Retype, without alteration, each line from the line containing "Note: identify the skier's" to the final line of the records.

——

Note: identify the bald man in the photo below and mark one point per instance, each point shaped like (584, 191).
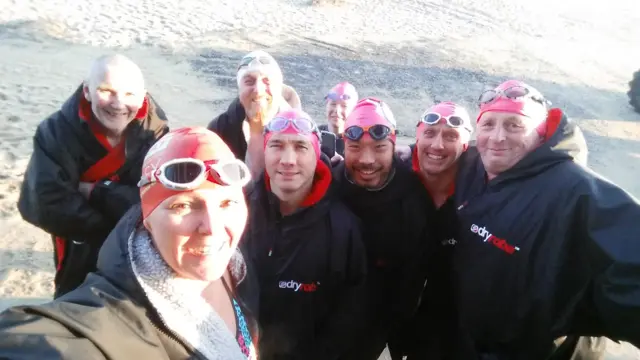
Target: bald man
(86, 161)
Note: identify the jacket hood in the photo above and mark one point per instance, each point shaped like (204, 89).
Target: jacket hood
(564, 142)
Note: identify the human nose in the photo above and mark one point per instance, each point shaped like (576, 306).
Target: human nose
(211, 222)
(366, 157)
(437, 142)
(288, 156)
(498, 134)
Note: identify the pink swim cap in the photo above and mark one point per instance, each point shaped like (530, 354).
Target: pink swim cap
(297, 122)
(371, 111)
(532, 104)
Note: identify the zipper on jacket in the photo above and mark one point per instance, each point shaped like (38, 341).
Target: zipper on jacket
(175, 337)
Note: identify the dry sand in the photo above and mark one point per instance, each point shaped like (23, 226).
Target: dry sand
(409, 53)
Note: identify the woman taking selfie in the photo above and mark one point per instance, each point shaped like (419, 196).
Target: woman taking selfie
(170, 283)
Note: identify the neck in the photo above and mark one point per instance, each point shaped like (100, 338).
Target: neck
(291, 201)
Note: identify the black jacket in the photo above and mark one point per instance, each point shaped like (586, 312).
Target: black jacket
(546, 249)
(228, 126)
(311, 267)
(64, 147)
(397, 236)
(431, 334)
(108, 316)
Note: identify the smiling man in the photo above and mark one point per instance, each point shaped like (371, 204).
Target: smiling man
(392, 204)
(549, 250)
(306, 246)
(261, 94)
(86, 162)
(340, 101)
(442, 137)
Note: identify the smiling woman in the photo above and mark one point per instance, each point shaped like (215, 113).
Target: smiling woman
(171, 269)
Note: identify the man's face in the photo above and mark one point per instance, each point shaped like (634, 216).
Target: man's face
(115, 96)
(368, 162)
(337, 112)
(439, 146)
(256, 92)
(503, 139)
(290, 162)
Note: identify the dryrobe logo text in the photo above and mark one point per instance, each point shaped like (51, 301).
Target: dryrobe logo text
(487, 236)
(296, 286)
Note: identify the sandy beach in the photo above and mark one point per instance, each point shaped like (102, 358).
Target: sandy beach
(409, 53)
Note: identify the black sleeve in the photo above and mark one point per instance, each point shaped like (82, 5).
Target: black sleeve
(114, 199)
(228, 126)
(347, 318)
(32, 336)
(411, 282)
(612, 229)
(50, 199)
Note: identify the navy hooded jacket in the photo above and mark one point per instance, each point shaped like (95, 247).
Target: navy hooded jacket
(546, 249)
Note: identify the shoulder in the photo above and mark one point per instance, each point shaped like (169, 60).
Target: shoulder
(343, 220)
(54, 131)
(83, 313)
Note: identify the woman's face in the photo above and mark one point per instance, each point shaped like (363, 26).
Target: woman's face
(197, 232)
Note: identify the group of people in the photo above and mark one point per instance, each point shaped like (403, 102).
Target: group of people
(268, 236)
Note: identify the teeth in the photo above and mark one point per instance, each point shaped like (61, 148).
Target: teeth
(206, 250)
(435, 157)
(116, 113)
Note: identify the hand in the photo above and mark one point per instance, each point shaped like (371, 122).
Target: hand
(403, 152)
(85, 189)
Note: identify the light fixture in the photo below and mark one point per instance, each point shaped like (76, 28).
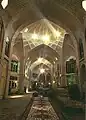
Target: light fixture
(84, 4)
(7, 39)
(45, 37)
(53, 81)
(42, 70)
(49, 83)
(36, 83)
(40, 59)
(42, 83)
(4, 3)
(58, 33)
(56, 58)
(34, 36)
(26, 30)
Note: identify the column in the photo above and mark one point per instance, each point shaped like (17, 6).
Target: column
(21, 76)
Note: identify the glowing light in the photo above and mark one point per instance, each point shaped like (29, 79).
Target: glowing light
(4, 3)
(53, 81)
(26, 30)
(7, 39)
(34, 36)
(40, 59)
(60, 75)
(84, 4)
(59, 83)
(36, 83)
(49, 83)
(42, 70)
(45, 37)
(16, 96)
(27, 90)
(58, 33)
(41, 83)
(56, 58)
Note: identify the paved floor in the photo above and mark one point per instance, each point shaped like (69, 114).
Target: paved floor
(13, 107)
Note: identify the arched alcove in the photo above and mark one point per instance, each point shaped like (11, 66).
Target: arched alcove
(83, 73)
(81, 50)
(1, 35)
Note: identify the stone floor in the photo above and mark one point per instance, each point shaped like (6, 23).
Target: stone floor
(13, 107)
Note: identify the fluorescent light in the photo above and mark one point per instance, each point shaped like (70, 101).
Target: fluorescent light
(46, 37)
(53, 81)
(56, 58)
(42, 70)
(34, 36)
(7, 39)
(4, 3)
(58, 33)
(26, 30)
(49, 83)
(40, 59)
(84, 4)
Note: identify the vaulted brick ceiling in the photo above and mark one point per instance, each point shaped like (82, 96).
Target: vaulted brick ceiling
(67, 12)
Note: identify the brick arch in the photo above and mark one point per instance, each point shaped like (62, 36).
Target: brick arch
(1, 35)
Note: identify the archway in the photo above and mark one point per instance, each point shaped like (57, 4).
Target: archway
(82, 73)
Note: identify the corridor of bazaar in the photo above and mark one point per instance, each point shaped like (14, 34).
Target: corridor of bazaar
(42, 59)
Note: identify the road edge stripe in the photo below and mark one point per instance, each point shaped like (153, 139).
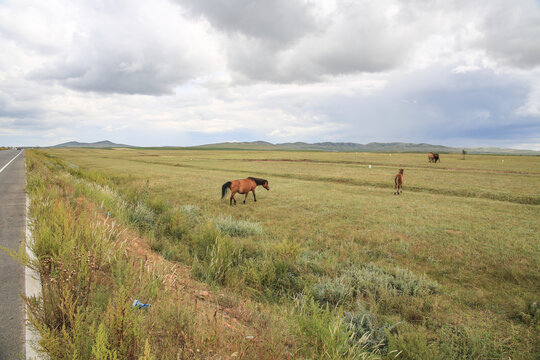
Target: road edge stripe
(5, 166)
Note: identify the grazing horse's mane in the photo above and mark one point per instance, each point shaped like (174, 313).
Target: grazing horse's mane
(258, 181)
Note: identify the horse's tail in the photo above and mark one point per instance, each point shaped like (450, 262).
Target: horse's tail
(224, 188)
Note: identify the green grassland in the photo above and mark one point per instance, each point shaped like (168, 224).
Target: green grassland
(450, 269)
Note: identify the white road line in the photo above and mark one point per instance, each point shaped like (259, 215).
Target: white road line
(5, 166)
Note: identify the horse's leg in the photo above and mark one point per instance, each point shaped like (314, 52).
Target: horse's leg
(232, 198)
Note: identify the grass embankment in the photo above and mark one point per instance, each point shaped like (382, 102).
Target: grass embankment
(334, 257)
(92, 269)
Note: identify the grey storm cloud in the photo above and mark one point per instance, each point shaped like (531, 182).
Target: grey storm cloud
(277, 22)
(512, 34)
(124, 49)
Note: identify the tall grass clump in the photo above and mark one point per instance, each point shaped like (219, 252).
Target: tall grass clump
(373, 282)
(233, 227)
(323, 333)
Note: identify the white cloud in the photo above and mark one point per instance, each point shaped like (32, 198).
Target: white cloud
(187, 72)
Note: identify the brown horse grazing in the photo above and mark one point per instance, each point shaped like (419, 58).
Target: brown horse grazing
(398, 182)
(243, 186)
(433, 157)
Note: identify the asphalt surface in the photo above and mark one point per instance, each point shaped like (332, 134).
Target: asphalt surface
(12, 225)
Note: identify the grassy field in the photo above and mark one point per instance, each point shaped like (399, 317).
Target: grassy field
(449, 270)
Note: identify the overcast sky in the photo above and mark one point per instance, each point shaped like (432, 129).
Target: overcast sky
(186, 72)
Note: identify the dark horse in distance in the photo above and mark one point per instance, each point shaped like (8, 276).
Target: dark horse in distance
(433, 157)
(398, 182)
(243, 186)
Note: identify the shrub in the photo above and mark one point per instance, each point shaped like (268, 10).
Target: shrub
(142, 217)
(322, 333)
(233, 227)
(368, 330)
(332, 292)
(371, 280)
(191, 213)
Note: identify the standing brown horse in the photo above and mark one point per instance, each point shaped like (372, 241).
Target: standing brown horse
(243, 186)
(398, 182)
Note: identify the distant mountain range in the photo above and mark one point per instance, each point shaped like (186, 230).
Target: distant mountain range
(98, 144)
(371, 147)
(324, 146)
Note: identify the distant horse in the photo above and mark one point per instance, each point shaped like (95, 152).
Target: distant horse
(433, 157)
(398, 182)
(243, 186)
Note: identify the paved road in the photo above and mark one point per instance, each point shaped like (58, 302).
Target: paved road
(12, 221)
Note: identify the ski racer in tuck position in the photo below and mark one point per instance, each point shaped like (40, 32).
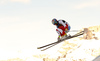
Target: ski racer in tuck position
(62, 28)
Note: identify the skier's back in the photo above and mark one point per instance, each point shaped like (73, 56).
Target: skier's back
(62, 28)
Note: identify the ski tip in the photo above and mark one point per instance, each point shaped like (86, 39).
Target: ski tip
(38, 47)
(42, 50)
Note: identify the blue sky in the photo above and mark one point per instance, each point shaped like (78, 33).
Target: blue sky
(28, 22)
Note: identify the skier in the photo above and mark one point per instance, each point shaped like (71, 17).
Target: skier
(62, 28)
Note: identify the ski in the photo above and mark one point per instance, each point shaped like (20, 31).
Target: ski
(55, 43)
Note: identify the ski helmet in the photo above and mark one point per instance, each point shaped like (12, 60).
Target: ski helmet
(54, 21)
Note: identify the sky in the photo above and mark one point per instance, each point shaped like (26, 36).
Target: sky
(26, 24)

——

*Solution*
Note: identify the skier's back in the photo above and mark one point per instance, each point shaped like (73, 56).
Target: skier's back
(62, 28)
Note: identify the ski tip in the photo above and mark one point per instance, each point shaped like (86, 39).
Target: ski tip
(38, 47)
(42, 50)
Note: identify the blue sky in the photo above and mark one point per instance, each point shaped like (78, 33).
Target: blue sky
(28, 22)
Note: identify the skier in the photo above and mark one point per instance, each point shaped like (71, 17).
Target: skier
(62, 28)
Note: identify the ski in the photo above and mark one point per instance, each point shaped like (20, 31).
Target: ski
(55, 43)
Note: identify the ski helmet in the photo above and mark one point per instance, each point shaped like (12, 60).
Target: ski helmet
(54, 21)
Note: identify the sky in the photo above and mark one point per instance, each point shaped like (26, 36).
Target: sky
(26, 24)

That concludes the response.